> _Aim of the task_:
What follows is a set of records. Copy them exactly and leave out the images.

•••

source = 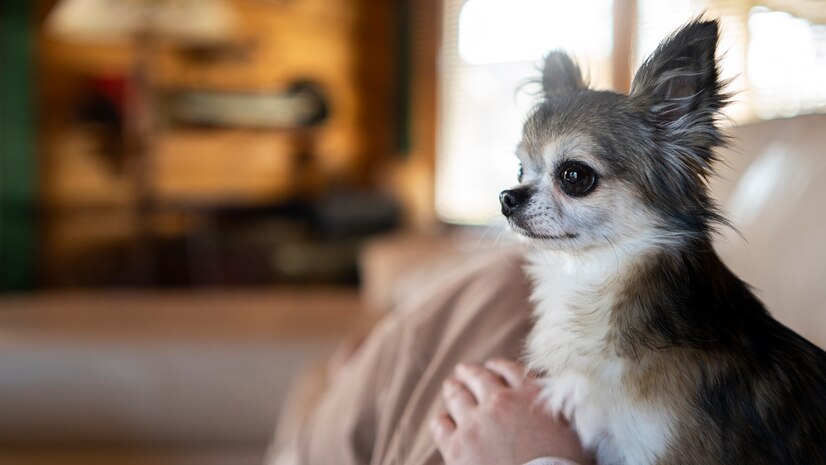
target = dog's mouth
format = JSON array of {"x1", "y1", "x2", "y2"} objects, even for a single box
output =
[{"x1": 510, "y1": 224, "x2": 578, "y2": 241}]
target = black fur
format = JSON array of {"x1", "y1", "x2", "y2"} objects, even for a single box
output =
[{"x1": 619, "y1": 240, "x2": 826, "y2": 464}]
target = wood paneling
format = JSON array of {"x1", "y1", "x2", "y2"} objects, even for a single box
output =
[
  {"x1": 39, "y1": 0, "x2": 366, "y2": 207},
  {"x1": 385, "y1": 0, "x2": 441, "y2": 229},
  {"x1": 36, "y1": 0, "x2": 393, "y2": 285},
  {"x1": 153, "y1": 130, "x2": 294, "y2": 203}
]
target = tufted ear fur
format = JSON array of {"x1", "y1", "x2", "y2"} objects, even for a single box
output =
[
  {"x1": 542, "y1": 51, "x2": 588, "y2": 97},
  {"x1": 631, "y1": 19, "x2": 727, "y2": 132},
  {"x1": 631, "y1": 19, "x2": 729, "y2": 156}
]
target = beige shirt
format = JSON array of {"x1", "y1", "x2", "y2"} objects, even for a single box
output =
[{"x1": 272, "y1": 250, "x2": 535, "y2": 465}]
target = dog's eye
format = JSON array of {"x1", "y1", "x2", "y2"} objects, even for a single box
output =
[
  {"x1": 558, "y1": 161, "x2": 597, "y2": 197},
  {"x1": 517, "y1": 164, "x2": 524, "y2": 183}
]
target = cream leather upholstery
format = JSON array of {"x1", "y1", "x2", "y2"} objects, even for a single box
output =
[{"x1": 714, "y1": 114, "x2": 826, "y2": 348}]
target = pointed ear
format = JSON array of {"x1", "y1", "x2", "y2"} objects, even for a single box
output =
[
  {"x1": 630, "y1": 19, "x2": 726, "y2": 126},
  {"x1": 542, "y1": 51, "x2": 587, "y2": 97}
]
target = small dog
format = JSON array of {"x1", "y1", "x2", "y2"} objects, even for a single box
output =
[{"x1": 500, "y1": 19, "x2": 826, "y2": 465}]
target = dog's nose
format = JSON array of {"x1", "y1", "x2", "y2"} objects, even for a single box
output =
[{"x1": 499, "y1": 189, "x2": 528, "y2": 217}]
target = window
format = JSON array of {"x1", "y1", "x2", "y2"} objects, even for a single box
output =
[{"x1": 748, "y1": 7, "x2": 826, "y2": 118}]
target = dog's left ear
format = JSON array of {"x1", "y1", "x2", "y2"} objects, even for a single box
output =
[
  {"x1": 542, "y1": 51, "x2": 587, "y2": 97},
  {"x1": 630, "y1": 19, "x2": 727, "y2": 147}
]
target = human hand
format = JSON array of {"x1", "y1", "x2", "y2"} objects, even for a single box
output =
[{"x1": 430, "y1": 359, "x2": 592, "y2": 465}]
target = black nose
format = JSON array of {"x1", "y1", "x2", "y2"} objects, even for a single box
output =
[{"x1": 499, "y1": 189, "x2": 528, "y2": 217}]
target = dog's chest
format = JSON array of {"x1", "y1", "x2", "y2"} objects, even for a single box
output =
[
  {"x1": 524, "y1": 251, "x2": 620, "y2": 376},
  {"x1": 524, "y1": 252, "x2": 674, "y2": 465}
]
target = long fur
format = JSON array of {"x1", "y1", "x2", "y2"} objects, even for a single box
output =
[{"x1": 503, "y1": 18, "x2": 826, "y2": 465}]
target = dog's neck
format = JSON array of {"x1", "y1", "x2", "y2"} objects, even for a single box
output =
[
  {"x1": 522, "y1": 239, "x2": 648, "y2": 376},
  {"x1": 525, "y1": 235, "x2": 664, "y2": 291},
  {"x1": 522, "y1": 235, "x2": 747, "y2": 375}
]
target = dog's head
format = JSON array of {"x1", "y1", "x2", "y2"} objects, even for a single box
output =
[{"x1": 501, "y1": 19, "x2": 729, "y2": 252}]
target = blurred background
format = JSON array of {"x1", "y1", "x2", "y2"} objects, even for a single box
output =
[{"x1": 0, "y1": 0, "x2": 824, "y2": 464}]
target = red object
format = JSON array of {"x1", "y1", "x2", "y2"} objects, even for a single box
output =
[{"x1": 92, "y1": 74, "x2": 128, "y2": 113}]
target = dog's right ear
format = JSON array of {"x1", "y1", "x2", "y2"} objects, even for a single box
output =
[
  {"x1": 630, "y1": 19, "x2": 724, "y2": 127},
  {"x1": 542, "y1": 51, "x2": 587, "y2": 97}
]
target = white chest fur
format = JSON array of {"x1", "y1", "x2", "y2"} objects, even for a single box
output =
[{"x1": 524, "y1": 247, "x2": 675, "y2": 465}]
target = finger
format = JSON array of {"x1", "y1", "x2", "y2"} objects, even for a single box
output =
[
  {"x1": 455, "y1": 363, "x2": 507, "y2": 401},
  {"x1": 442, "y1": 377, "x2": 475, "y2": 423},
  {"x1": 484, "y1": 358, "x2": 527, "y2": 388},
  {"x1": 429, "y1": 412, "x2": 455, "y2": 450}
]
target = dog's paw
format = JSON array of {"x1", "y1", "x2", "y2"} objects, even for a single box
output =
[{"x1": 538, "y1": 374, "x2": 589, "y2": 420}]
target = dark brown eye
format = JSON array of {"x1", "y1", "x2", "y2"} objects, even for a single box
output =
[
  {"x1": 558, "y1": 161, "x2": 597, "y2": 197},
  {"x1": 517, "y1": 164, "x2": 524, "y2": 183}
]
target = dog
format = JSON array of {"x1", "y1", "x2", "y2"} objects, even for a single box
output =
[{"x1": 500, "y1": 19, "x2": 826, "y2": 465}]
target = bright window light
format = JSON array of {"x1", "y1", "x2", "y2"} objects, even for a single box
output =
[
  {"x1": 458, "y1": 0, "x2": 613, "y2": 65},
  {"x1": 748, "y1": 7, "x2": 826, "y2": 118}
]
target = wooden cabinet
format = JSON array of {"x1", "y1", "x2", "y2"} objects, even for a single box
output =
[{"x1": 36, "y1": 0, "x2": 396, "y2": 285}]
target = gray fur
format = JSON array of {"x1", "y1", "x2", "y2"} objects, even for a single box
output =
[{"x1": 542, "y1": 51, "x2": 588, "y2": 97}]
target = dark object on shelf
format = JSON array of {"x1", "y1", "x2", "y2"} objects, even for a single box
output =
[
  {"x1": 311, "y1": 189, "x2": 401, "y2": 239},
  {"x1": 175, "y1": 39, "x2": 257, "y2": 65},
  {"x1": 73, "y1": 76, "x2": 127, "y2": 174}
]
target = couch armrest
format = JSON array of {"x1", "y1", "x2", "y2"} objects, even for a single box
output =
[{"x1": 0, "y1": 289, "x2": 363, "y2": 447}]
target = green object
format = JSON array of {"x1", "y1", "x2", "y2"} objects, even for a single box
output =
[{"x1": 0, "y1": 0, "x2": 36, "y2": 290}]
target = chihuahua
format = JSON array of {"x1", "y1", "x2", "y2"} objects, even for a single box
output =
[{"x1": 500, "y1": 19, "x2": 826, "y2": 465}]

•••

> _Solution to the problem_:
source = 
target = dog's mouth
format = JSON array of {"x1", "y1", "x2", "y2"} objects, even for a single box
output =
[{"x1": 510, "y1": 224, "x2": 578, "y2": 241}]
target = black fur
format = JSON array of {"x1", "y1", "x2", "y2"} objects, even for a single box
output =
[{"x1": 619, "y1": 240, "x2": 826, "y2": 464}]
target = wood paneling
format = JSON array of {"x1", "y1", "x2", "y2"} objects, even for a single box
output =
[
  {"x1": 39, "y1": 0, "x2": 366, "y2": 207},
  {"x1": 385, "y1": 0, "x2": 441, "y2": 229},
  {"x1": 36, "y1": 0, "x2": 393, "y2": 285},
  {"x1": 153, "y1": 130, "x2": 294, "y2": 203}
]
target = tufted ear fur
format = JSON array of {"x1", "y1", "x2", "y2"} objects, even for a single box
output =
[
  {"x1": 542, "y1": 51, "x2": 588, "y2": 97},
  {"x1": 631, "y1": 19, "x2": 727, "y2": 132},
  {"x1": 631, "y1": 19, "x2": 729, "y2": 156}
]
target = beige shirt
format = JSON array of {"x1", "y1", "x2", "y2"} objects, even for a single box
output =
[{"x1": 272, "y1": 250, "x2": 535, "y2": 465}]
target = dog's eye
format = JSON array of {"x1", "y1", "x2", "y2"} objects, even for a single box
output =
[
  {"x1": 558, "y1": 161, "x2": 597, "y2": 197},
  {"x1": 517, "y1": 164, "x2": 524, "y2": 183}
]
target = cream leather upholstery
format = JSON array of {"x1", "y1", "x2", "y2"} objects, even for a single box
output =
[{"x1": 714, "y1": 114, "x2": 826, "y2": 348}]
target = pointed ear
format = JSON array of {"x1", "y1", "x2", "y2"} objects, even for a single box
output =
[
  {"x1": 630, "y1": 19, "x2": 726, "y2": 126},
  {"x1": 542, "y1": 51, "x2": 587, "y2": 97}
]
target = small dog
format = JSON array of {"x1", "y1", "x2", "y2"} objects, even for a single box
output =
[{"x1": 500, "y1": 19, "x2": 826, "y2": 465}]
target = dog's nose
format = JSON array of {"x1", "y1", "x2", "y2"} objects, even for a single box
output =
[{"x1": 499, "y1": 189, "x2": 528, "y2": 217}]
target = window
format = JSON array of {"x1", "y1", "x2", "y2"} objects, even for a single box
output =
[{"x1": 748, "y1": 7, "x2": 826, "y2": 118}]
target = dog's left ear
format = JSON array of {"x1", "y1", "x2", "y2"} objects, even for a single box
output =
[
  {"x1": 542, "y1": 51, "x2": 587, "y2": 97},
  {"x1": 630, "y1": 19, "x2": 727, "y2": 147}
]
target = human hand
format = JSON array of {"x1", "y1", "x2", "y2"} objects, even for a single box
output =
[{"x1": 430, "y1": 359, "x2": 592, "y2": 465}]
target = black nose
format = JSON array of {"x1", "y1", "x2", "y2"} objects, even for a single box
output =
[{"x1": 499, "y1": 189, "x2": 528, "y2": 217}]
target = dog's chest
format = JSON array of {"x1", "y1", "x2", "y2"} objects, even for a single box
output =
[
  {"x1": 524, "y1": 251, "x2": 620, "y2": 376},
  {"x1": 524, "y1": 252, "x2": 674, "y2": 465}
]
target = long fur
format = JSON array of {"x1", "y1", "x2", "y2"} objects, even for a single box
output =
[{"x1": 503, "y1": 18, "x2": 826, "y2": 465}]
target = dog's neck
format = JSON array of {"x1", "y1", "x2", "y2"} objects, even for a single box
output =
[
  {"x1": 522, "y1": 239, "x2": 648, "y2": 376},
  {"x1": 525, "y1": 235, "x2": 664, "y2": 291},
  {"x1": 522, "y1": 235, "x2": 747, "y2": 375}
]
target = dog's head
format = JSON array of {"x1", "y1", "x2", "y2"} objects, even for a single box
output =
[{"x1": 501, "y1": 19, "x2": 729, "y2": 252}]
target = blurred background
format = JSON array of {"x1", "y1", "x2", "y2"} objects, even for a single box
output =
[{"x1": 0, "y1": 0, "x2": 824, "y2": 464}]
target = red object
format = JSON array of {"x1", "y1", "x2", "y2"} objects, even for a single box
output =
[{"x1": 92, "y1": 74, "x2": 128, "y2": 113}]
target = dog's right ear
format = JSON array of {"x1", "y1", "x2", "y2"} objects, even for a single box
output =
[
  {"x1": 630, "y1": 19, "x2": 724, "y2": 127},
  {"x1": 542, "y1": 51, "x2": 587, "y2": 97}
]
target = white chest fur
format = JSON array of {"x1", "y1", "x2", "y2"} objects, even for a single box
output =
[{"x1": 524, "y1": 247, "x2": 675, "y2": 465}]
target = finger
format = JSON array of {"x1", "y1", "x2", "y2"} objects, even for a single box
output =
[
  {"x1": 455, "y1": 363, "x2": 507, "y2": 401},
  {"x1": 442, "y1": 377, "x2": 475, "y2": 423},
  {"x1": 484, "y1": 358, "x2": 527, "y2": 388},
  {"x1": 429, "y1": 412, "x2": 455, "y2": 450}
]
target = dog's paw
format = JSON array of {"x1", "y1", "x2", "y2"} objects, even for a single box
output =
[{"x1": 538, "y1": 374, "x2": 589, "y2": 420}]
target = dark brown eye
format = JSON array of {"x1", "y1", "x2", "y2"} objects, even for a single box
output =
[
  {"x1": 558, "y1": 161, "x2": 597, "y2": 197},
  {"x1": 517, "y1": 164, "x2": 524, "y2": 183}
]
target = dog
format = JSON array of {"x1", "y1", "x2", "y2"} objects, even for a single box
output =
[{"x1": 500, "y1": 19, "x2": 826, "y2": 465}]
target = bright window light
format = JSON array of {"x1", "y1", "x2", "y2"} objects, even for a single box
output =
[
  {"x1": 458, "y1": 0, "x2": 613, "y2": 65},
  {"x1": 748, "y1": 7, "x2": 826, "y2": 118}
]
target = wooden cabinet
format = JSON array of {"x1", "y1", "x2", "y2"} objects, even for a single box
output =
[{"x1": 36, "y1": 0, "x2": 396, "y2": 285}]
target = gray fur
format = JSON array of {"x1", "y1", "x2", "y2"} objects, even for a single box
output =
[{"x1": 542, "y1": 51, "x2": 588, "y2": 97}]
target = dark object on shelf
format = JSON array of {"x1", "y1", "x2", "y2"} objects, even for a single box
output =
[
  {"x1": 311, "y1": 189, "x2": 401, "y2": 239},
  {"x1": 175, "y1": 39, "x2": 257, "y2": 65},
  {"x1": 73, "y1": 76, "x2": 127, "y2": 174}
]
target = couch armrest
format = JSON array of {"x1", "y1", "x2", "y2"} objects, even for a single box
output =
[{"x1": 0, "y1": 289, "x2": 363, "y2": 447}]
target = green object
format = JSON array of {"x1", "y1", "x2", "y2"} objects, even for a single box
output =
[{"x1": 0, "y1": 0, "x2": 36, "y2": 290}]
target = chihuahua
format = JSON array of {"x1", "y1", "x2", "y2"} objects, even for a single box
output =
[{"x1": 500, "y1": 19, "x2": 826, "y2": 465}]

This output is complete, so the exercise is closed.